Renewable energy is clean, affordable, domestic, and effectively infinite. It produces no emissions and results in cleaner air and water for all. Renewable power creates jobs and generates revenue for local communities. Revenue from solar and wind farms helps stimulate local economies that need new roads, schools, libraries, and hospitals.
The United States has some of the best wind resources in the world, with enough potential energy to produce nearly 10 times the country's existing power needs. Wind energy is now one of the most cost-effective sources of new generation, competing with new installations of coal, gas and nuclear power. Its cost has dropped steadily over the past few years, as wind turbine technology has improved. Currently, over 400 American manufacturing plants build wind components, towers and blades.
Solar power can also help meet America's energy demand. Solar installations in the United States exceed 3,100 megawatts, enough to power more than 630,000 homes. The solar industry employs more than 100, 000 Americans and grew by 69 percent in 2010, making it one of the fastest growing sectors in the U.S. The price of solar panels has dropped by 30 percent since 2010 and costs continue to fall. The United States was a net exporter of solar products in 2010 by $2 billion.
Wind and solar energy are reliable sources of electricity that can diversify our nation's energy portfolio. However, continued growth of renewable energy in the U.S. faces a serious challenge: the lack of transmission. Clean Line's direct current (DC) projects will deliver thousands of megawatts of renewable energy from the windiest and solar-rich areas of the United States to communities and cities that lack access to new, low-cost, clean power.

◆ **Requirement 1**:
Which facilities does the renewable energy text say local economies need new ones of, paid for with revenue from solar and wind farms? List them.
◆ **Requirement 2**:
From the renewable energy text, set down word for word the passage that begins at "The United States has" and ends after "towers and blades.".

◆ **Data entries**:
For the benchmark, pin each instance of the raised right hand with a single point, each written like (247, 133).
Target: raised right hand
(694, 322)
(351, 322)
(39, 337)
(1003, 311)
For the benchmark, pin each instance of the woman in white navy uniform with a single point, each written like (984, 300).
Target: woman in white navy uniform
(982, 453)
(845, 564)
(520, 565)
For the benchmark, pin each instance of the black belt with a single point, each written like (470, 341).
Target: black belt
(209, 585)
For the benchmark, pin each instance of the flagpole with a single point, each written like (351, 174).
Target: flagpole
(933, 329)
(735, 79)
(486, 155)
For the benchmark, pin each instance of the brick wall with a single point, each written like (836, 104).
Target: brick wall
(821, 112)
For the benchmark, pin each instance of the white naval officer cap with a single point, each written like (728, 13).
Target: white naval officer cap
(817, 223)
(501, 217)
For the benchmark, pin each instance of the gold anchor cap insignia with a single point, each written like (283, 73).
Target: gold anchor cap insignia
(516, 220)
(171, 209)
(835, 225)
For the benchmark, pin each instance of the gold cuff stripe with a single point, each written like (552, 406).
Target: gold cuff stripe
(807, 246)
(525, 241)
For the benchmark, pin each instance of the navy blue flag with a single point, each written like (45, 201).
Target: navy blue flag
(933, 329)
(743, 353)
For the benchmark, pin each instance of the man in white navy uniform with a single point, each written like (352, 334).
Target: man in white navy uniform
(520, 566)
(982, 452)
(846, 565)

◆ **Final answer 1**:
roads, schools, libraries, hospitals

◆ **Final answer 2**:
The United States has some of the best wind resources in the world, with enough potential energy to produce nearly 10 times the country's existing power needs. Wind energy is now one of the most cost-effective sources of new generation, competing with new installations of coal, gas and nuclear power. Its cost has dropped steadily over the past few years, as wind turbine technology has improved. Currently, over 400 American manufacturing plants build wind components, towers and blades.